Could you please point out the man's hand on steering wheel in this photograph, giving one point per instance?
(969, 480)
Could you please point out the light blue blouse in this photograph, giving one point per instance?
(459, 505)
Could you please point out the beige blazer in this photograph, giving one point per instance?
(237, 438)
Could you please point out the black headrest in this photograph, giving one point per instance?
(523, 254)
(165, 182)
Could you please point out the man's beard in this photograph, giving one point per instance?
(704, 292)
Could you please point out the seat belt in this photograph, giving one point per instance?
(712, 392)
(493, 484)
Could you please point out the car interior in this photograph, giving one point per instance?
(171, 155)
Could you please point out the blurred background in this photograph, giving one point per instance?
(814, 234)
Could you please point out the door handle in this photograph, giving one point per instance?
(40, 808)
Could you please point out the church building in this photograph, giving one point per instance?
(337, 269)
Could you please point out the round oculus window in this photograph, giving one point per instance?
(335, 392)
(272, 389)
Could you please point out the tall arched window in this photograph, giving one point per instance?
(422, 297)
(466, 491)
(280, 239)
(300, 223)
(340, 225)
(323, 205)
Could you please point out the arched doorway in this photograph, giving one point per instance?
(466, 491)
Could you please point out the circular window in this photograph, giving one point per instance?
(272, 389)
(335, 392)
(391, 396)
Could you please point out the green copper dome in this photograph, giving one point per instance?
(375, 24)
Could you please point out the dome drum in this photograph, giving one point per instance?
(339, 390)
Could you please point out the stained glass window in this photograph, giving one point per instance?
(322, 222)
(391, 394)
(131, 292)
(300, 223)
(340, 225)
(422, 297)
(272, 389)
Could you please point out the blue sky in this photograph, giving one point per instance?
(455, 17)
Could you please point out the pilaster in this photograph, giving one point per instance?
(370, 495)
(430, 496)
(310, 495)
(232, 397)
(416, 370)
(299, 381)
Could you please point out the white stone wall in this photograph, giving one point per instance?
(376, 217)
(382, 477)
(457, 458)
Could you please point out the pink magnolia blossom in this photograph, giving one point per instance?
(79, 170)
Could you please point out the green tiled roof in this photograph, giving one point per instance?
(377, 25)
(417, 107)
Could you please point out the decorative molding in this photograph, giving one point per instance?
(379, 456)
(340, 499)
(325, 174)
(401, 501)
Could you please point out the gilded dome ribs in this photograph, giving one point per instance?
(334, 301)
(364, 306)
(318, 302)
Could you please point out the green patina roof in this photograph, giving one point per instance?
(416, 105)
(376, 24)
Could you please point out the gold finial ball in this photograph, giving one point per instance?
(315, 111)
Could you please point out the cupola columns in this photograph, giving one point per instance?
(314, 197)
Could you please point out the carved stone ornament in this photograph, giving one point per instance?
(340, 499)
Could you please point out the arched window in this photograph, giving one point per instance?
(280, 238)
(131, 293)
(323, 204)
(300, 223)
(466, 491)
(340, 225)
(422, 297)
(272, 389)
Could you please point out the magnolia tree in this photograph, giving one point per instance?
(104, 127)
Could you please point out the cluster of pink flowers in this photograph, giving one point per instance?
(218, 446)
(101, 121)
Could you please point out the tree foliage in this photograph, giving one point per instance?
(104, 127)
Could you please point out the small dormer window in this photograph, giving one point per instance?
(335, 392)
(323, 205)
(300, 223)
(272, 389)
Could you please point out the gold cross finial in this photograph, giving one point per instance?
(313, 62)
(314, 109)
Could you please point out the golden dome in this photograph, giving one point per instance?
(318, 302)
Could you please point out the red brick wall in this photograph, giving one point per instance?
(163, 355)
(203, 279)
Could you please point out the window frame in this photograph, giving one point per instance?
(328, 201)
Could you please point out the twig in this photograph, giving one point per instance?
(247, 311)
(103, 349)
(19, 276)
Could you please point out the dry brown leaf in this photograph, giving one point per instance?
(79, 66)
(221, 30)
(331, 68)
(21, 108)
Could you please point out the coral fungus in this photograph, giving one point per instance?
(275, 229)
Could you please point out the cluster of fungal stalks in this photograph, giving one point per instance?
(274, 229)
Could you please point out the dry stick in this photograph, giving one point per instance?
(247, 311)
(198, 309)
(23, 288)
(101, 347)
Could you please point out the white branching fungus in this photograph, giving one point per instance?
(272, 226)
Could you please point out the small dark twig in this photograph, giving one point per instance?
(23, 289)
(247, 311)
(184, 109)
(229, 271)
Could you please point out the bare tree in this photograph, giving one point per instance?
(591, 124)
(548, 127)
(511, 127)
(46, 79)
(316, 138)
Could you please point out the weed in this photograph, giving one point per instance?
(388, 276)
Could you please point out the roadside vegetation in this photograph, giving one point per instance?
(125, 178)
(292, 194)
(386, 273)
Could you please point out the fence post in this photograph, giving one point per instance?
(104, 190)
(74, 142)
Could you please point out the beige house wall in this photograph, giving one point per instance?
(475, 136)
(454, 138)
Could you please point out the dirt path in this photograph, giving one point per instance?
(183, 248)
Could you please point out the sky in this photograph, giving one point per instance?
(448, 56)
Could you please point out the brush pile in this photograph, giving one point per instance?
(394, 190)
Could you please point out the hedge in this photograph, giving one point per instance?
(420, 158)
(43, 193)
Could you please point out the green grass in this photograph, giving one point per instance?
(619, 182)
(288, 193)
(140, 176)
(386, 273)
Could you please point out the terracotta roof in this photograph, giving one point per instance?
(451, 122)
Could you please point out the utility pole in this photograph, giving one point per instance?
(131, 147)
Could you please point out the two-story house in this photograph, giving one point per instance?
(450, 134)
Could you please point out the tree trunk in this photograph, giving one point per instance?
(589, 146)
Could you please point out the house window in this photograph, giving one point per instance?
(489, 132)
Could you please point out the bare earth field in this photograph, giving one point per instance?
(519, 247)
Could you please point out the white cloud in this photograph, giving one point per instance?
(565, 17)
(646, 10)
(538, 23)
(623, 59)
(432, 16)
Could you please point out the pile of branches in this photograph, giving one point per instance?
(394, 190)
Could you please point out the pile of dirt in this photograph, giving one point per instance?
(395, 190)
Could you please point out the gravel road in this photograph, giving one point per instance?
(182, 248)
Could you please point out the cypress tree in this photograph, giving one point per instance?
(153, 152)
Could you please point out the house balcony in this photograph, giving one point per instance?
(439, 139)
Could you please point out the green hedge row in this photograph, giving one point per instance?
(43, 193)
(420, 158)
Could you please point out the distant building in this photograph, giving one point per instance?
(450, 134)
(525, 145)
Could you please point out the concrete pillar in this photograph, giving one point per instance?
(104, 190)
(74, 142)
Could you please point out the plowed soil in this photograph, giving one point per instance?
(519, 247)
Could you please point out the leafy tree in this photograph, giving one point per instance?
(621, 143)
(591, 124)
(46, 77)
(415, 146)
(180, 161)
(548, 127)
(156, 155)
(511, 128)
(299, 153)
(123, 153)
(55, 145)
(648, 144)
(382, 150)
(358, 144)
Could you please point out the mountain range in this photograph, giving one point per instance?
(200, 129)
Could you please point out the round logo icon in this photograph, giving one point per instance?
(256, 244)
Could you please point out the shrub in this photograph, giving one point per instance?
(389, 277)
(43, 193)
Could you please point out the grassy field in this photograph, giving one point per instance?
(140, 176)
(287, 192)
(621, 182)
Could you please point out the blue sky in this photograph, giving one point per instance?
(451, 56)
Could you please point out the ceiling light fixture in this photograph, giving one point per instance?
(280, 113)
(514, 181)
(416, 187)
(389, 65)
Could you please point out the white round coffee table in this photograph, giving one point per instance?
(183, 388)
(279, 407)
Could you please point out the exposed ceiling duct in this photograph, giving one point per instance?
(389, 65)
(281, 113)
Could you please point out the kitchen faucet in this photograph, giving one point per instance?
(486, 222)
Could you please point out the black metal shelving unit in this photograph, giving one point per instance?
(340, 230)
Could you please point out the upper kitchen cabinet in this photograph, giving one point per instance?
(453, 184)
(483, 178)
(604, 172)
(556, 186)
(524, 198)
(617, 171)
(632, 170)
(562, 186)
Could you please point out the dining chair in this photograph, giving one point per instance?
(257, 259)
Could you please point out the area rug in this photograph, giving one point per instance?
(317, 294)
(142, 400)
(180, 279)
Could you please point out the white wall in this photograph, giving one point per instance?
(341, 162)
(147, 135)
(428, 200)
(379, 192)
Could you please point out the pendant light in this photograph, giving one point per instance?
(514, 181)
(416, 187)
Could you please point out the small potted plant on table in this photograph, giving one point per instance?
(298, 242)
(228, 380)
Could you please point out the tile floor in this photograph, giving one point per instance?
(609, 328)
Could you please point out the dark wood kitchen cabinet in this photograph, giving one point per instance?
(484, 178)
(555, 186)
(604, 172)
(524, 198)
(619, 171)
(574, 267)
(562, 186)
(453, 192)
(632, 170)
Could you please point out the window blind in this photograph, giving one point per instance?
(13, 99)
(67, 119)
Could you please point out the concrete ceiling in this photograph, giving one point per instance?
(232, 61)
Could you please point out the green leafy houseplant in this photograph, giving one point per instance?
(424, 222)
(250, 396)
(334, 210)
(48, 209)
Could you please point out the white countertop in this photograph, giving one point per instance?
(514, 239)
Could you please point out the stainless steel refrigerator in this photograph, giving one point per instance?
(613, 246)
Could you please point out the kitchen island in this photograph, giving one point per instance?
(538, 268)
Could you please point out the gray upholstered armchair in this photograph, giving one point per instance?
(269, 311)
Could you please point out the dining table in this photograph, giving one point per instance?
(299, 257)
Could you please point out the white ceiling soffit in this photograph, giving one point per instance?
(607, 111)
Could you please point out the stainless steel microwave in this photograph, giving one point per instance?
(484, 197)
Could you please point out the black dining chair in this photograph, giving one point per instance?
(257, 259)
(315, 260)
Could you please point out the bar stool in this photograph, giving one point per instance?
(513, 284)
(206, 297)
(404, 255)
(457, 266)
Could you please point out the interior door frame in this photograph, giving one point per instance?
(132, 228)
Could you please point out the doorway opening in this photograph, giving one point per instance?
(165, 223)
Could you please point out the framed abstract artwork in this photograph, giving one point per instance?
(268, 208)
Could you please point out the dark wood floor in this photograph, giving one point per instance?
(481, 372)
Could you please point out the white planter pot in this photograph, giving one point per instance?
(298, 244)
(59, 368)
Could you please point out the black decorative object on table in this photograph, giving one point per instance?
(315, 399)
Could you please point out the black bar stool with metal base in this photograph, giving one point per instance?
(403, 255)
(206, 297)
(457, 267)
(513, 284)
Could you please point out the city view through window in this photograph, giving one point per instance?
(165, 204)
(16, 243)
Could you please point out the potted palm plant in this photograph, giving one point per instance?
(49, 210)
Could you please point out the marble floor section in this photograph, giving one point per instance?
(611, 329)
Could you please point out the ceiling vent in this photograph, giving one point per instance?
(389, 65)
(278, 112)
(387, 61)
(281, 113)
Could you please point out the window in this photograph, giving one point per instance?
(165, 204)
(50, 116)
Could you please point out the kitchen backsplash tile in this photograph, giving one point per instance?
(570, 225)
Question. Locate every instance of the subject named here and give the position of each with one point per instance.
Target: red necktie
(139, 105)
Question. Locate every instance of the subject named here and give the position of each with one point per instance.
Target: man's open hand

■ **Aim of the task**
Would you quote, exactly and only, the lines from the one containing "Could you please point out the framed" to the end of the entries?

■ **Response for this exercise**
Could you please point out the framed abstract artwork in this photograph, giving one point per instance?
(268, 208)
Could you please point out the dark wood floor in this photograph, giving one point per instance?
(481, 372)
Could you please point out the white planter pot in this photograph, giving one point per instance?
(298, 244)
(59, 368)
Could you please point out the black decorative object on table in this photograph, giving one point per instance?
(315, 399)
Could you please point out the black bar stool with metal base in this photograph, giving one point per instance?
(403, 255)
(206, 297)
(457, 267)
(513, 284)
Could you please point out the city view through window in this photograph, giving one point per instance?
(165, 204)
(16, 243)
Could you please point out the potted palm plant in this photograph, giving one point per instance?
(49, 210)
Could you please point out the marble floor section in this photograph, giving one point per instance?
(611, 329)
Could you please point out the ceiling vent in this photograph, giving one point per instance?
(389, 65)
(278, 112)
(387, 61)
(281, 113)
Could you please point out the window in this photograph, giving one point per instance?
(165, 204)
(50, 116)
Could you please point out the kitchen backsplash tile in this photograph, giving one point per instance?
(570, 225)
Question. Locate every instance of the subject named here and give the position of each with one point per instance.
Target: red necktie
(139, 105)
Question. Locate every instance of the subject named here and give the position of each with one point per instance.
Target: man's open hand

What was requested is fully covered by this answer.